=== SET TASK ===
Put the lines of the records into a Markdown table, starting with the line containing "For the scoring pass, find every instance of the wood" and going on through the line containing "[[117, 209], [127, 22], [13, 14], [27, 212]]", with the columns No. and Line and with blank lines omitted. Leave the pictures out of the answer.

=== ENTRIES ===
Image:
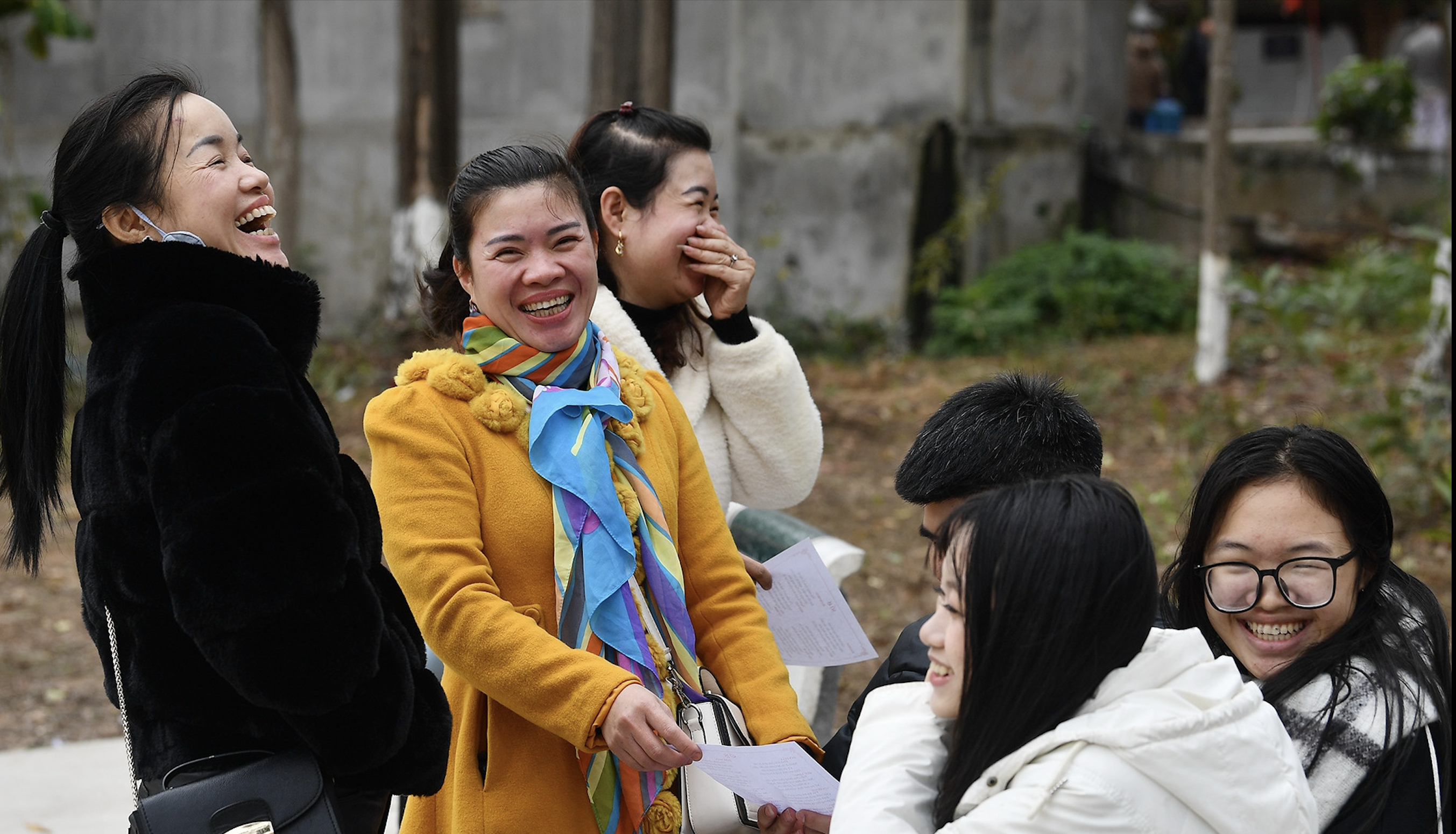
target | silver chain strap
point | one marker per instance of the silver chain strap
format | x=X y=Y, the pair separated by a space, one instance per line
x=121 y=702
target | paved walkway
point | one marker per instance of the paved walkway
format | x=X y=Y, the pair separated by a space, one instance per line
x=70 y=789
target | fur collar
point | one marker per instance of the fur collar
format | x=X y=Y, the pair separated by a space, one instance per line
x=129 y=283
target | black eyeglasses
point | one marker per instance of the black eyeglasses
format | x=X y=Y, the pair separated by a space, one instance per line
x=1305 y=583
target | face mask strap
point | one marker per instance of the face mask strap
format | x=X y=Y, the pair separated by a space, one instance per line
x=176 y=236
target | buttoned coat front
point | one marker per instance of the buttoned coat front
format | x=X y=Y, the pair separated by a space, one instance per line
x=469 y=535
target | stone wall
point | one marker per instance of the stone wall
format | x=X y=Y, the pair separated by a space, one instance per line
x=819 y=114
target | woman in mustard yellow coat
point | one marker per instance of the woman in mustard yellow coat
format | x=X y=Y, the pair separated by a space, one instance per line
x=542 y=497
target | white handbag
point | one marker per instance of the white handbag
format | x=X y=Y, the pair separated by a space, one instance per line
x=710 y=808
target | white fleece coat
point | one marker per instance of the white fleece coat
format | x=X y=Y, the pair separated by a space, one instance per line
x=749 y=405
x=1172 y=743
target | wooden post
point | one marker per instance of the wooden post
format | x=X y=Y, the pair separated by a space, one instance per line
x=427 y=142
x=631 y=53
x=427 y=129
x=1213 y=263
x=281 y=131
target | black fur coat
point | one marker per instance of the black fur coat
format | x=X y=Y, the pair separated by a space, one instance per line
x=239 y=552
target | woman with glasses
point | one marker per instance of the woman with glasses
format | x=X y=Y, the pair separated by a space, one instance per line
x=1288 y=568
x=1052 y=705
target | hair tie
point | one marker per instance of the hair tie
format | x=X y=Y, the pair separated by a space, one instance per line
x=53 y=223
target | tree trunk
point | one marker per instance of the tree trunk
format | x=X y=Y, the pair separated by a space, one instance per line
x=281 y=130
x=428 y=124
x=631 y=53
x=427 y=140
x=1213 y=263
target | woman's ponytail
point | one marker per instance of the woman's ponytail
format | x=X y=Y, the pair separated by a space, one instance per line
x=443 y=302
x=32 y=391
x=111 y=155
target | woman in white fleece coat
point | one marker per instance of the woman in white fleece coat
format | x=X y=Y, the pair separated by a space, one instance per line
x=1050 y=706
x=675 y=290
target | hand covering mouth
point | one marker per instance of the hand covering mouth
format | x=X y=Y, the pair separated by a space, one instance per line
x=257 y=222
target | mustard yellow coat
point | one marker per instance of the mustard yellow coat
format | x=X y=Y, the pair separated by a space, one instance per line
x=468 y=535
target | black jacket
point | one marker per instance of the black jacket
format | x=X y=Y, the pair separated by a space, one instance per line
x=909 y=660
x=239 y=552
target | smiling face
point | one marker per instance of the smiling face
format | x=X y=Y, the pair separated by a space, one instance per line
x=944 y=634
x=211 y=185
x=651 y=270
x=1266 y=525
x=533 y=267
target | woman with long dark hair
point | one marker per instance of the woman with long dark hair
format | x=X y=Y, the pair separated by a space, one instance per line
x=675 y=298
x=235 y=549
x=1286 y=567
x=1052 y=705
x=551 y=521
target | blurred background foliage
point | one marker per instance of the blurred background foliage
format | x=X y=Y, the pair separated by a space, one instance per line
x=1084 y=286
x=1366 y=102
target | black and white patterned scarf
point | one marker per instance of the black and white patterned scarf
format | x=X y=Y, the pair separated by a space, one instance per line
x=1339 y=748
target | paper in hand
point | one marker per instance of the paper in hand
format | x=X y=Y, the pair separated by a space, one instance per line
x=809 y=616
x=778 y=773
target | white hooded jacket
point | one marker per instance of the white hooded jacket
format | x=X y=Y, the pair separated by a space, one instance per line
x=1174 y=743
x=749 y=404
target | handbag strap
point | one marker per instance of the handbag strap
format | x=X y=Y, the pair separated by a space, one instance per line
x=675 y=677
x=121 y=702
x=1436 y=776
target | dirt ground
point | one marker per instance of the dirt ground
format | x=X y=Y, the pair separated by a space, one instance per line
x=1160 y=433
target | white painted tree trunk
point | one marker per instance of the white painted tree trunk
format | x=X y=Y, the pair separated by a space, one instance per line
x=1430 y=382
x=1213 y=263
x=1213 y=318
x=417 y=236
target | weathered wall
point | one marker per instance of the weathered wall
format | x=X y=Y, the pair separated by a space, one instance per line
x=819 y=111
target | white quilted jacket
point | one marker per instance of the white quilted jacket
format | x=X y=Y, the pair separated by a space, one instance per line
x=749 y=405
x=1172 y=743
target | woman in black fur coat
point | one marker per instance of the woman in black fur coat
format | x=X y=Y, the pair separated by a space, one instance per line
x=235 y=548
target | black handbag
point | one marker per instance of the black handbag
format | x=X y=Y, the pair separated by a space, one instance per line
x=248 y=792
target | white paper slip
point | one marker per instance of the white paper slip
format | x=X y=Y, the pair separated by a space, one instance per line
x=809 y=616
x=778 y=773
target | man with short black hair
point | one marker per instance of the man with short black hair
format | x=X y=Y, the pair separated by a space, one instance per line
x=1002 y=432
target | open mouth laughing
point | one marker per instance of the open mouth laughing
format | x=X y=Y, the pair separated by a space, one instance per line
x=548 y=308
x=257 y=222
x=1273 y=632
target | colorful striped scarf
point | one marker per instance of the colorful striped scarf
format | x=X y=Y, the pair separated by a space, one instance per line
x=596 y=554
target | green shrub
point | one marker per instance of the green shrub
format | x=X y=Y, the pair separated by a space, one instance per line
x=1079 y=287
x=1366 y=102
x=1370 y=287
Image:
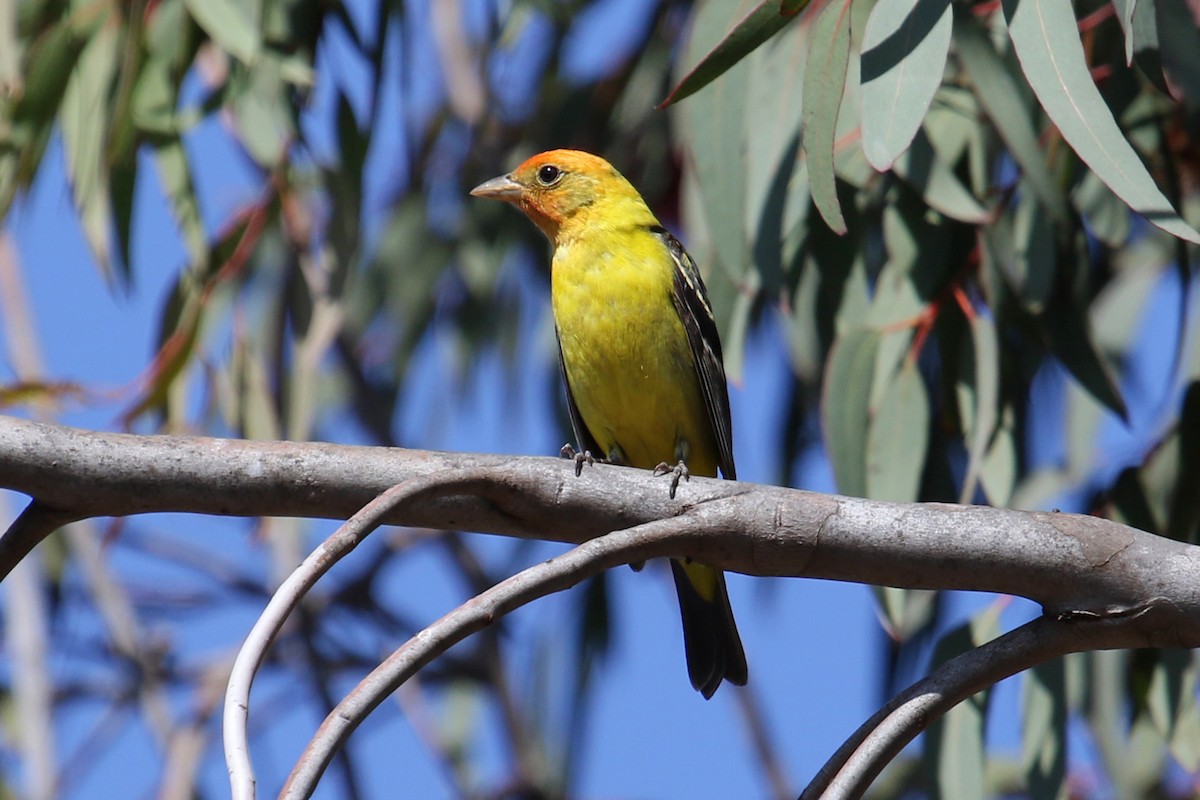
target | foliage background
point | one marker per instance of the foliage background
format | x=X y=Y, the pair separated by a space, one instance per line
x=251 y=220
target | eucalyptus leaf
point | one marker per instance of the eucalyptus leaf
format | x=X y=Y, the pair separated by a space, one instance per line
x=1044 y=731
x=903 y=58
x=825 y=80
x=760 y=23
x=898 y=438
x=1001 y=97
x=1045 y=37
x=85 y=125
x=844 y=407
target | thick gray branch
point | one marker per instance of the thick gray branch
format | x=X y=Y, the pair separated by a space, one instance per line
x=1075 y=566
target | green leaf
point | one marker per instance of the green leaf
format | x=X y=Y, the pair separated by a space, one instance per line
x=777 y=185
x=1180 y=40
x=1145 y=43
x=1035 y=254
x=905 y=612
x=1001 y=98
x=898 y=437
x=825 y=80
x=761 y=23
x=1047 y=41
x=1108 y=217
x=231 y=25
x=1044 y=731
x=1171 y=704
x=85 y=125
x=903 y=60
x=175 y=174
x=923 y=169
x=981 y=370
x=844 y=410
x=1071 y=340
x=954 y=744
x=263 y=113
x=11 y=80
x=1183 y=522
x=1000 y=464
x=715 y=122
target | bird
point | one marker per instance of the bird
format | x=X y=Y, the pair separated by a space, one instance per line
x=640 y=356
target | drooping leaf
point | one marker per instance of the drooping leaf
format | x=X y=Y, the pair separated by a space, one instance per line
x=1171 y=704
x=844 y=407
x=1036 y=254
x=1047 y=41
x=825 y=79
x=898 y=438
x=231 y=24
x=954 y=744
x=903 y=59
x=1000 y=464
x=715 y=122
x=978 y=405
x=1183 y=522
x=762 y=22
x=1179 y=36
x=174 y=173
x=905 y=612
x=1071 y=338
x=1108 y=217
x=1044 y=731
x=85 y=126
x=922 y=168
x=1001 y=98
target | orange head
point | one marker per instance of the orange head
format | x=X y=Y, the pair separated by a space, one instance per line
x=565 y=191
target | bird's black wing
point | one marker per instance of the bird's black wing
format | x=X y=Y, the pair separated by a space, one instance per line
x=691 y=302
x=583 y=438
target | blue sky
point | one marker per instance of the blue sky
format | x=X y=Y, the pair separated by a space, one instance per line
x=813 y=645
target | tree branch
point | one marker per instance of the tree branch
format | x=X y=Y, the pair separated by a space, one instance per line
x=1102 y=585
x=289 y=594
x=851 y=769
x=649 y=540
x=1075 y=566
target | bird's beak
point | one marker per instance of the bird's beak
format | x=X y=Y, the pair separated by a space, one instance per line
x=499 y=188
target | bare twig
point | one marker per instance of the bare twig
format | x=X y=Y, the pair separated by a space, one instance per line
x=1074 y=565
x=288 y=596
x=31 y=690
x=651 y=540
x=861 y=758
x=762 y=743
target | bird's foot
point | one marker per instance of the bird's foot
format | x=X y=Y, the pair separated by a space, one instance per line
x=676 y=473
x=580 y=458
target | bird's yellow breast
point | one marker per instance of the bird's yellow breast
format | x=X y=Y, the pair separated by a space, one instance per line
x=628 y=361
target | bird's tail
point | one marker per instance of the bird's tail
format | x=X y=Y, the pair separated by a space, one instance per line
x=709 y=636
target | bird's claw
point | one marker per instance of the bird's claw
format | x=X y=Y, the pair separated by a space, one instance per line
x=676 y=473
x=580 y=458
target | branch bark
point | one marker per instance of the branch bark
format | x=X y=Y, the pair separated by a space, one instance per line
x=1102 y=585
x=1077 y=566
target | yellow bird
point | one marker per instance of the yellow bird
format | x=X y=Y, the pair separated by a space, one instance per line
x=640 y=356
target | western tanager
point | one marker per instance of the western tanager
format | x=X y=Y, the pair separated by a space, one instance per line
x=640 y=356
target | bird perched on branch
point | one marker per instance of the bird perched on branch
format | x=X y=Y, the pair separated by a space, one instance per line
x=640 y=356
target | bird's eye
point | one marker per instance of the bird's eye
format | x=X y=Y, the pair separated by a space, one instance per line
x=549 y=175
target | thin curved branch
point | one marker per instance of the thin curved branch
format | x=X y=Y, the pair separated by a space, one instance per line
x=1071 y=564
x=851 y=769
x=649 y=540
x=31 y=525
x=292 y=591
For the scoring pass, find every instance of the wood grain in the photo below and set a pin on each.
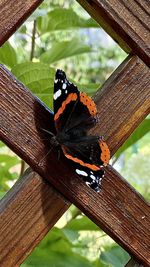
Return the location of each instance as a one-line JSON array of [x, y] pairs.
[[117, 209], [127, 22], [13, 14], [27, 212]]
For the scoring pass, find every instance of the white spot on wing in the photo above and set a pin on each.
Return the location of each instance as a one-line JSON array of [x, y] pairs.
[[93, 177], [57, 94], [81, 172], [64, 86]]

=== WRITTEN RESPONSE ===
| No. | Line |
|---|---|
| 1 | For the scoring pass, find every instance of the wood grain in the photo below and set a pin on each. |
| 2 | Return the location of each instance as a one-line JSON array of [x, y] pairs. |
| 3 | [[117, 209], [127, 22], [13, 14], [27, 212]] |